Give the records again in full, exactly as they are.

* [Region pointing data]
---------------
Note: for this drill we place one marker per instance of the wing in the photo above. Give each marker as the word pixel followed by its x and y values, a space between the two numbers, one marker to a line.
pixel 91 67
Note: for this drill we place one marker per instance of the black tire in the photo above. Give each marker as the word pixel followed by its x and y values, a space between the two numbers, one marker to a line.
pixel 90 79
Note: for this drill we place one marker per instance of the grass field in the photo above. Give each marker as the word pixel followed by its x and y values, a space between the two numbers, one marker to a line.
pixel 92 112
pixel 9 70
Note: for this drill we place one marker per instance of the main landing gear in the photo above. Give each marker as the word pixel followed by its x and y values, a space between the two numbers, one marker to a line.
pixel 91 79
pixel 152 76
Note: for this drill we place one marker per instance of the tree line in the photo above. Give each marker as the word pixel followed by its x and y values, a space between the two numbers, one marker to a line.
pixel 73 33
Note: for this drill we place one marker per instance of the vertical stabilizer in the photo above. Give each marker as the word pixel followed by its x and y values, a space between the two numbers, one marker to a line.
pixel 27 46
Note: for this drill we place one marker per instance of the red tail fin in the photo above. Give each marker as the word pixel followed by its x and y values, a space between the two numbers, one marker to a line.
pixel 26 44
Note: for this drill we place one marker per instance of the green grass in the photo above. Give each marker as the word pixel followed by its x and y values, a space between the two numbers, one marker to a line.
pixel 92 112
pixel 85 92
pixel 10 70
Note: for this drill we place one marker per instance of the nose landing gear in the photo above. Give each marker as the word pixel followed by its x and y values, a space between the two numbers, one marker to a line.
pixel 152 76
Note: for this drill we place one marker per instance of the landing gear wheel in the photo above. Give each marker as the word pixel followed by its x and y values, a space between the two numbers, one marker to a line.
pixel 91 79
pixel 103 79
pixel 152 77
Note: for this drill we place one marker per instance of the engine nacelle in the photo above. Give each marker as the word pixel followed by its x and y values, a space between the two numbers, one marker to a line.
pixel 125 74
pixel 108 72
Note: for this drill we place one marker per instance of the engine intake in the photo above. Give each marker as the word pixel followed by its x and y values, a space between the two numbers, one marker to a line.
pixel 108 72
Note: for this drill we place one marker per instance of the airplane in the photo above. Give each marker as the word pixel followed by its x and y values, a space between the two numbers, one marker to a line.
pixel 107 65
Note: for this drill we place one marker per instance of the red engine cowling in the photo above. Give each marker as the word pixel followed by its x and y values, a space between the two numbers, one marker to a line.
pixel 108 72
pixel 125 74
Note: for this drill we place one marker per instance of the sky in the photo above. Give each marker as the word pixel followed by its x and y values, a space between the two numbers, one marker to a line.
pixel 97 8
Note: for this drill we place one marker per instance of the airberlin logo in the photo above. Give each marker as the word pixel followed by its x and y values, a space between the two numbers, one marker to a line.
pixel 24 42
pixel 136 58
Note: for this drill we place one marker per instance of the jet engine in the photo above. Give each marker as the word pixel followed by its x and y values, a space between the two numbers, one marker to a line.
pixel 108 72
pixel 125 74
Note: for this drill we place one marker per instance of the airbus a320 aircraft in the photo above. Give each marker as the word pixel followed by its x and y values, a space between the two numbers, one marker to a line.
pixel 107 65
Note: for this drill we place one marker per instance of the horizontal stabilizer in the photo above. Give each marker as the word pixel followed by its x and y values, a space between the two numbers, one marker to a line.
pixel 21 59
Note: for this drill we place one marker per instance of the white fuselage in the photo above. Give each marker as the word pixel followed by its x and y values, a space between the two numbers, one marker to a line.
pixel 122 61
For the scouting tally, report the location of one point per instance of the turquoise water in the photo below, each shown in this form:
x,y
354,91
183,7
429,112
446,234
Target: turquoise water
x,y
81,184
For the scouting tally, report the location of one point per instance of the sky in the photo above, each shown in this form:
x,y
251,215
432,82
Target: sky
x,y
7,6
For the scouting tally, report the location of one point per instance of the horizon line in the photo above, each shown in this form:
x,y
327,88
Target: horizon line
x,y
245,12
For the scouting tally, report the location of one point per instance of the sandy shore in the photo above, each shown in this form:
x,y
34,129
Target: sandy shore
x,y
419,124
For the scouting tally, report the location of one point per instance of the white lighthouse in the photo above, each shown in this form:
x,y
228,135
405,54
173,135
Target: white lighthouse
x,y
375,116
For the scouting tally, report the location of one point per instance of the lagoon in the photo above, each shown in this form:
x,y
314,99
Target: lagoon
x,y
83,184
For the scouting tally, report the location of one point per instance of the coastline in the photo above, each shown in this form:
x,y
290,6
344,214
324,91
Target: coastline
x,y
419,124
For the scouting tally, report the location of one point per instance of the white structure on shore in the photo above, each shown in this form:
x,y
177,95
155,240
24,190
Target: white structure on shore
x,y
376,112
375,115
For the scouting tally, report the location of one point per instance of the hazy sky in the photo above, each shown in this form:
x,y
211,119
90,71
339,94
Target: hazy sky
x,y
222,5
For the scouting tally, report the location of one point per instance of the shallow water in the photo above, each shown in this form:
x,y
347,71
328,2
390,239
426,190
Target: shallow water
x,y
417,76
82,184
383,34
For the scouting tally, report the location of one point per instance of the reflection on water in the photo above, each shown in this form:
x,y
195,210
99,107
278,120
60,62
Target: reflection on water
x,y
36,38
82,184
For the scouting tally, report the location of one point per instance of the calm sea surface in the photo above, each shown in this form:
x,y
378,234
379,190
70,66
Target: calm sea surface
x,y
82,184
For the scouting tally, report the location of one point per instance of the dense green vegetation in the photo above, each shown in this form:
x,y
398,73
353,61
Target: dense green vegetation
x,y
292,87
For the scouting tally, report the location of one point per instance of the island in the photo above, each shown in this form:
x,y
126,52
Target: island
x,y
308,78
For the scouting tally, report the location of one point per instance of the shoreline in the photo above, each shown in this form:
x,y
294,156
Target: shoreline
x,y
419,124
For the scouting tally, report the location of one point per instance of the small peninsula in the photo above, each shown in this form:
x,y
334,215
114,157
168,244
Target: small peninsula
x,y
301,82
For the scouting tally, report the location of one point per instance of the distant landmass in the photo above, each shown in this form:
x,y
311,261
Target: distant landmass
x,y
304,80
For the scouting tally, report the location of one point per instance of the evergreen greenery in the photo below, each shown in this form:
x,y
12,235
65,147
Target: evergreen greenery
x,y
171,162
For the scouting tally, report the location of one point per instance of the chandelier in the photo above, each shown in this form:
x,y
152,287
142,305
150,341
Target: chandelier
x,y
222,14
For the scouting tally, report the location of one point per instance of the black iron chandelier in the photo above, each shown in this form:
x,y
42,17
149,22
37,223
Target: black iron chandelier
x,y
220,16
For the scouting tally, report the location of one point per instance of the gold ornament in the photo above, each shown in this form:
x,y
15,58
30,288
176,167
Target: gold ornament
---------------
* [Finished exercise]
Note: for this drill we place one marker per instance of the wing in the photo above. Give each marker as the word pixel followed by its x and y values, a space between the two numbers, one marker to a line.
pixel 91 67
Note: for this drill we place one marker per instance of the black tire in the photo above. Give each marker as the word pixel followed by its x and y values, a space between the two numbers, one marker to a line.
pixel 90 79
Note: for this drill we place one marker per instance of the grass field in the photo above. Give each marker as the word pixel followed by its x and y values, a space between the two numbers, one marker to a line.
pixel 92 112
pixel 9 70
Note: for this drill we place one marker per instance of the main landing gear in the photo above. Give each marker as the word pixel followed by its x and y values, a space between the two numbers, one marker to a line.
pixel 91 79
pixel 152 76
Note: for this drill we place one marker per instance of the tree line in the photo above. Give each marker as the word pixel followed by its x and y values, a space between the two numbers, one marker to a line.
pixel 73 33
Note: for this drill we place one marker per instance of the vertical stabilizer in the photo above. Give each marker as the word pixel followed by its x and y values, a space between the two numbers, one marker to a line.
pixel 27 46
Note: for this drill we place one marker per instance of the red tail fin in the photo above. Give each marker as the word pixel followed by its x and y values, a space between the two numbers, one marker to a line.
pixel 26 44
Note: for this drill we place one marker per instance of the green grass in the photo above. Give each marker as the word pixel followed by its x and y values, a space between the two numbers, one marker to a line.
pixel 92 112
pixel 85 92
pixel 10 70
Note: for this drill we place one marker per instance of the nose landing gear in the photo above. Give each marker as the word pixel followed by its x and y values, a space between the two numbers, one marker to a line.
pixel 152 76
Note: for this drill we place one marker per instance of the landing gear wheel in the photo above. Give each marker as the word pixel followed by its x and y values, a space between the two numbers, one marker to a line.
pixel 91 79
pixel 103 79
pixel 152 77
Note: for this drill we place one marker per instance of the engine nacelle in the photo above. Give each marker as the word pixel followed by its x and y values, a space between the two numbers, one marker to a line.
pixel 125 74
pixel 108 72
Note: for this drill we place one marker per instance of the engine intake in the photo above. Give each marker as the word pixel followed by its x and y values, a space between the two numbers, one marker to a line.
pixel 108 72
Note: for this drill we place one marker per instance of the airplane in the photo above. Give each marker as the word pixel followed by its x and y values, a space between the two numbers, one marker to a line.
pixel 107 65
Note: for this drill we place one marker per instance of the red engine cowling in the photo above. Give each marker as the word pixel followed by its x and y values, a space between the two numbers, one marker to a line.
pixel 108 72
pixel 125 74
Note: for this drill we place one marker per instance of the sky in the photo above. Give each marker as the word pixel followed by its x and y values, a space between the two numbers, one marker to a line.
pixel 97 8
Note: for this drill we place one marker per instance of the airberlin logo in the photo above. Give each marker as the word pixel followed by its x and y values, a space between the two numbers, one marker to a line.
pixel 24 42
pixel 136 58
Note: for this drill we place one marker per instance of the jet engine in the photo above. Give each marker as the word pixel followed by its x and y values, a space between the two numbers, one marker to a line.
pixel 108 72
pixel 125 74
Note: for this drill we place one marker per instance of the airbus a320 aircraft in the photo above. Give each marker as the word pixel followed by its x and y values, a space between the two numbers, one marker to a line.
pixel 107 65
Note: for this drill we place one marker per instance of the horizontal stabilizer in the photo above. Give each marker as the word pixel followed by its x and y values, a space between the two numbers, one marker to a line.
pixel 21 59
Note: for this drill we place one marker per instance of the white fuselage in the photo above. Give each marker as the word pixel followed by its x and y values, a space between the two numbers, one marker to a line.
pixel 122 61
For the scouting tally, report the location of one point per instance of the turquoise water in the photo below, each shown in this form:
x,y
354,91
183,7
429,112
446,234
Target: turquoise water
x,y
81,184
For the scouting tally, report the location of one point per instance of the sky in the photo above, each shown in this form:
x,y
251,215
432,82
Target: sky
x,y
7,6
For the scouting tally, report the location of one point per instance of the horizon line in the photo above, each shown in this form:
x,y
327,88
Target: horizon line
x,y
245,12
For the scouting tally, report the location of one point per instance of the sandy shore in the photo above, each shown in this form:
x,y
34,129
Target: sandy shore
x,y
419,124
For the scouting tally, report the location of one point per instance of the white lighthouse in the photo above, each shown in this form:
x,y
228,135
405,54
173,135
Target: white lighthouse
x,y
375,116
For the scouting tally, report the location of one point per instance of the lagoon in the photo above, each shown in this form:
x,y
314,99
Target: lagoon
x,y
83,184
For the scouting tally, report the location of one point per instance of the coastline in the photo above, each shown in this form:
x,y
290,6
344,214
324,91
Target: coastline
x,y
419,124
For the scouting tally, report the location of one point per instance of the white structure on shore in the photo above, each shown in this form:
x,y
177,95
155,240
24,190
Target: white structure on shore
x,y
376,112
375,115
For the scouting tally, report the location of one point per instance of the hazy sky in the photo above, each shown in this form:
x,y
211,119
90,71
339,94
Target: hazy sky
x,y
222,5
For the scouting tally, report the location of one point per instance of the shallow water in the photo above, each shown in this form:
x,y
347,71
328,2
390,239
426,190
Target: shallow water
x,y
417,76
82,184
383,34
For the scouting tally, report the location of one point per instance of the reflection on water in the photo above, each shown in this form:
x,y
195,210
99,107
278,120
60,62
Target: reflection on water
x,y
36,38
82,184
For the scouting tally, report the location of one point per instance of the calm sea surface in the photo above, each shown in this form:
x,y
378,234
379,190
70,66
Target: calm sea surface
x,y
82,184
For the scouting tally, report the location of one point per instance of the dense green vegetation in the photo above, each shown in this form:
x,y
398,73
353,61
Target: dense green vegetation
x,y
292,87
For the scouting tally, report the location of one point per instance of the island in the photo above, each shown in this form:
x,y
126,52
Target: island
x,y
308,78
For the scouting tally, report the location of one point per instance of the shoreline in the photo above, each shown in this form:
x,y
294,156
Target: shoreline
x,y
419,124
For the scouting tally, report the location of one point per instance of the small peninsula in the photo above, each shown in this form:
x,y
334,215
114,157
168,244
Target: small peninsula
x,y
301,82
For the scouting tally, report the location of one point per instance of the distant landmass in the photo above, each shown in this form:
x,y
311,261
Target: distant landmass
x,y
304,80
For the scouting tally, report the location of one point per instance of the evergreen greenery in the photo below, each shown in this form:
x,y
12,235
65,147
Target: evergreen greenery
x,y
171,162
For the scouting tally, report the location of one point per instance of the chandelier in the photo above, each shown in this form:
x,y
152,287
142,305
150,341
Target: chandelier
x,y
222,14
For the scouting tally, report the location of one point per instance of the black iron chandelier in the photo above, each shown in this form:
x,y
42,17
149,22
37,223
Target: black iron chandelier
x,y
220,16
For the scouting tally, report the location of one point per instance of the gold ornament in the photo above, each shown in this form:
x,y
15,58
30,288
176,167
Target: gold ornament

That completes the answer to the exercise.